### Directions for this task
Return the exact lines from the one containing "Target: round dark wood dining table" through the final line of the material below, with both ends kept.

### Material supplied
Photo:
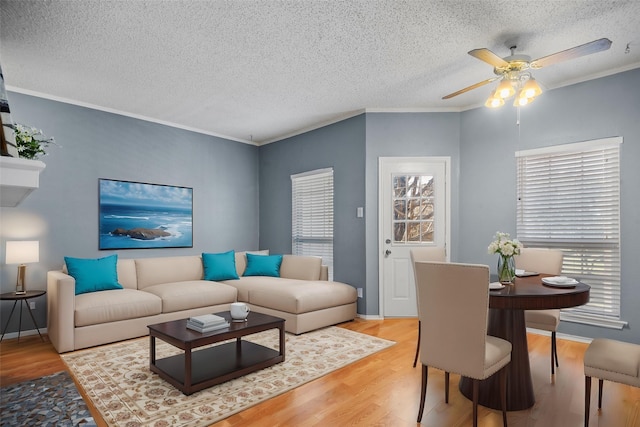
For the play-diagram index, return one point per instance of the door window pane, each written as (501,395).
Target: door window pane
(413,208)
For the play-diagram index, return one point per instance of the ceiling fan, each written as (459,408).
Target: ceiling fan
(514,72)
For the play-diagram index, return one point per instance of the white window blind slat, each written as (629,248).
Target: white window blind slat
(569,199)
(312,215)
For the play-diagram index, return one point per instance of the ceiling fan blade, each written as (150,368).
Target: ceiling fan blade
(575,52)
(467,89)
(489,57)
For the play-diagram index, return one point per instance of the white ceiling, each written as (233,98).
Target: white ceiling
(261,70)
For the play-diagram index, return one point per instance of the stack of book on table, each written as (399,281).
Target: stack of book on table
(206,323)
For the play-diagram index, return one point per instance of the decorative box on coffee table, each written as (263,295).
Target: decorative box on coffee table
(192,370)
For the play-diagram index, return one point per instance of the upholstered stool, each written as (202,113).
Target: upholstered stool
(609,360)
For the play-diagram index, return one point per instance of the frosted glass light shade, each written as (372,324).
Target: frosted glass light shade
(22,252)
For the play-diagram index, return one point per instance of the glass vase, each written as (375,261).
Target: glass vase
(506,269)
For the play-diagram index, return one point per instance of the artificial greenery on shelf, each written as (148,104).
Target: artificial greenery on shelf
(31,142)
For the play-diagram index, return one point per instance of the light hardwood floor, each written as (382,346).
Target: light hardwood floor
(384,389)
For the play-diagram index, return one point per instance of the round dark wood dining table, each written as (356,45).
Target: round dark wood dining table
(506,320)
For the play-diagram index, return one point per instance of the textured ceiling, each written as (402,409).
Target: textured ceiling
(260,70)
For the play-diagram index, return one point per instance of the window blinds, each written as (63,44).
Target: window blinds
(569,199)
(312,215)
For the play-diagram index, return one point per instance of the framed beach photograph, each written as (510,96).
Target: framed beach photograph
(137,215)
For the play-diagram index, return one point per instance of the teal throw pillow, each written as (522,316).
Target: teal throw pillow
(220,266)
(93,274)
(263,265)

### Answer for this exercise
Target: round dark wood dining table
(506,320)
For the play-diagram index, return one point per instance of the textured ceiling, each written as (402,409).
Target: textured ceiling
(260,70)
For the play-diagram index, return one point per instance of the window blinds, each written as (63,44).
Target: window blinds
(569,199)
(312,215)
For the play-diagram index, return one point per instance of the framed beach photograph, each written as (510,96).
Target: framed beach photograph
(137,215)
For the play-diagram index, return one point per instance of the teal throw pillow, each written as (522,316).
Target: teal throw pillow
(220,266)
(93,274)
(263,265)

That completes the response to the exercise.